EXERCISE GOAL: Exactly reproduce the lines from the line containing "of the upper" to the end of the data below, inclusive, and nothing else.
##### PROVIDED RECORDS
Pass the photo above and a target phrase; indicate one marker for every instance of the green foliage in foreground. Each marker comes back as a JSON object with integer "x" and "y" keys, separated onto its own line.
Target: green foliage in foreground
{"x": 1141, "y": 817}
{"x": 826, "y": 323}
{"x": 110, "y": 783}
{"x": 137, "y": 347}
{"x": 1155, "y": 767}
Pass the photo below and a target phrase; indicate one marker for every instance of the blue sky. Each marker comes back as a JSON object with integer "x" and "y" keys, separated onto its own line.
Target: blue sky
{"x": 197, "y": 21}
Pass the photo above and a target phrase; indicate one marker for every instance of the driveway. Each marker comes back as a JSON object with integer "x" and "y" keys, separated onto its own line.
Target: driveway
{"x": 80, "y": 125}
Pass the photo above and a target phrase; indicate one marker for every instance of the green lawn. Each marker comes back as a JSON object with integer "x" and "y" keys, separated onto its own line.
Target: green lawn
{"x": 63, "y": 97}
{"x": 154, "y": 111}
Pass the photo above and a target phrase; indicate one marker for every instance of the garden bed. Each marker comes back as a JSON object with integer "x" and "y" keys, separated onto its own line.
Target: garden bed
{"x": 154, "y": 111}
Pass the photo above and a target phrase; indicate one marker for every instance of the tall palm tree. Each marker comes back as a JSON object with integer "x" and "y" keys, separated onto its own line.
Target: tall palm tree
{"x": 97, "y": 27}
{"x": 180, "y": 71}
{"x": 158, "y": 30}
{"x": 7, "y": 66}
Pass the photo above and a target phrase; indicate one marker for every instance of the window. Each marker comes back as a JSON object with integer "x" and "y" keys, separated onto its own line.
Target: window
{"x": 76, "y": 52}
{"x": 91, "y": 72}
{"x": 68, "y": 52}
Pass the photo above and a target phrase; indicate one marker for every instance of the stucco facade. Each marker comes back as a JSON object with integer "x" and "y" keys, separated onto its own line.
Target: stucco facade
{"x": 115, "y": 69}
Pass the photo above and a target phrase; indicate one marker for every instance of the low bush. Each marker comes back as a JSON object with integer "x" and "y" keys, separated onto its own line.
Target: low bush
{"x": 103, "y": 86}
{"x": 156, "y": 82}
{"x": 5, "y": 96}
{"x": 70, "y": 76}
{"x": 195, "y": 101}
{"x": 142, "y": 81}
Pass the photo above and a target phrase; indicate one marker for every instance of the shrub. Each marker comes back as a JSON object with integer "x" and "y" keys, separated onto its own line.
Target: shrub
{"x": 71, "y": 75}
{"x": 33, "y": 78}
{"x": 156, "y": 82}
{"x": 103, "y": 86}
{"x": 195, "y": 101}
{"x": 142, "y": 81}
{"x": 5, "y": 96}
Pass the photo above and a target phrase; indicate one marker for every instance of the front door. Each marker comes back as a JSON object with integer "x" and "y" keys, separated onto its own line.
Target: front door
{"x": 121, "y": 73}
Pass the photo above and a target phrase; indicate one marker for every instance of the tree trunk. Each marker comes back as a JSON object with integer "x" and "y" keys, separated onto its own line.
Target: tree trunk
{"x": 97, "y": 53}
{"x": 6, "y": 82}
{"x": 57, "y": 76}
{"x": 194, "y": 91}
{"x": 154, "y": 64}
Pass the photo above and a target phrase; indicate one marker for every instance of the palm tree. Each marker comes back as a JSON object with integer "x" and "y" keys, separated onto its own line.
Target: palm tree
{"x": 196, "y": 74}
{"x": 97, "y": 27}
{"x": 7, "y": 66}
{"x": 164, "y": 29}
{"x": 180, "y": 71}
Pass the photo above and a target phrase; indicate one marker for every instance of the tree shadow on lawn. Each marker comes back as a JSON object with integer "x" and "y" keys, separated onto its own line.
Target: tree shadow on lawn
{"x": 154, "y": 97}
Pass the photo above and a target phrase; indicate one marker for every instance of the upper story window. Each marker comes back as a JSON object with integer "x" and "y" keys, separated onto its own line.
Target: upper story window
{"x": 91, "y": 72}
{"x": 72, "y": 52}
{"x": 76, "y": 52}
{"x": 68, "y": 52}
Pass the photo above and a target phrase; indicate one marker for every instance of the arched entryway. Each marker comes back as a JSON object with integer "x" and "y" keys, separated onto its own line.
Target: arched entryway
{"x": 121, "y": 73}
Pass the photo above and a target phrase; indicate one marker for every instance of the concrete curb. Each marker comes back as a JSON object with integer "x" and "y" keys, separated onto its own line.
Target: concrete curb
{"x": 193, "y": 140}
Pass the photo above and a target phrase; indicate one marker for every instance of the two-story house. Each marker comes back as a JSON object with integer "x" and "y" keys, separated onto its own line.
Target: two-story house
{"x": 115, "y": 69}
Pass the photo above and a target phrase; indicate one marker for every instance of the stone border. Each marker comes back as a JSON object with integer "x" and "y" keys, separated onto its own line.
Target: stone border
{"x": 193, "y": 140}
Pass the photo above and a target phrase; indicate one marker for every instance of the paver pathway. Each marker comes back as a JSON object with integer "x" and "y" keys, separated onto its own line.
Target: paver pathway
##########
RESPONSE FOR THIS EXERCISE:
Pass the photo above and a target phrase; indicate one marker for every instance of the upper story window. Each marker comes back as a JSON object with integer "x" and "y" keys, separated onto its own line.
Target: upper story window
{"x": 91, "y": 72}
{"x": 72, "y": 52}
{"x": 76, "y": 52}
{"x": 68, "y": 52}
Pass the photo above and a target phrase; indicate one marker for every instance of the arched entryway. Each marker comes back as a JSON object with integer "x" and "y" keys, separated onto its own line.
Target: arched entryway
{"x": 121, "y": 73}
Pass the photo above and a target phrase; indicate one marker for every instance of the concrete curb. Each marker comes back as a JSON object with integer "x" and "y" keys, separated onto its own line.
Target: concrete curb
{"x": 193, "y": 140}
Pass the photo above and a target phrase; indicate one marker for every instance of the two-story house. Each marker comes back as a JSON object with integer "x" and "y" keys, separated onto its own line.
Target: two-story house
{"x": 115, "y": 69}
Pass the photo above and a target phrase; indicate one marker for every instance of the stone border. Each marker comes back as a JSON object with integer "x" and "y" keys, separated onto its own line.
Target: stone border
{"x": 193, "y": 140}
Pass the photo above and a target phrase; indicate one marker for every instance of the paver pathway. Each marker comes back as a JSON object with integer "x" and "y" keys, separated onto its own line.
Target: paver pathway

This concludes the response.